### PROVIDED RECORDS

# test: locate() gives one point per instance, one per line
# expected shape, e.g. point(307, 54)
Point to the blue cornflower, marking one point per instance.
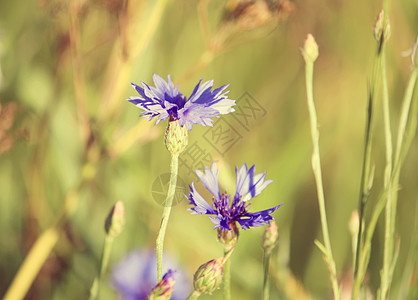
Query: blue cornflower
point(226, 211)
point(135, 276)
point(166, 101)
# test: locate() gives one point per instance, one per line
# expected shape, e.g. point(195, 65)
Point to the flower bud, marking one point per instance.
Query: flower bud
point(310, 50)
point(381, 27)
point(208, 277)
point(176, 138)
point(414, 55)
point(164, 289)
point(270, 237)
point(115, 221)
point(228, 238)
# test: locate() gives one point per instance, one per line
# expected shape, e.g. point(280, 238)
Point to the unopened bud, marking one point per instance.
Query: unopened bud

### PROBLEM STATEMENT
Output every line of the rows above as a numbered list, skipping blank lines and omitting the pictures.

### RESULT
1. # test: locate() gives one point per instance, one per line
2. # expected shape, e.g. point(307, 54)
3. Point to the blue cornflower, marking one point per instance.
4. Query: blue cornflower
5. point(226, 211)
6. point(135, 276)
7. point(166, 101)
8. # test: locate() gives one point per instance, one per line
9. # expected shape, e.g. point(195, 65)
10. Point to the flower bud, marking one point per instance.
11. Query: flower bud
12. point(310, 50)
13. point(381, 27)
14. point(208, 277)
15. point(176, 138)
16. point(414, 55)
17. point(164, 289)
18. point(270, 237)
19. point(115, 221)
20. point(228, 238)
21. # test: locate() gives one point per instance, one per line
22. # expected shape, e.g. point(280, 238)
23. Point to the unopened bud, marking one point per instance.
24. Query: unopened bud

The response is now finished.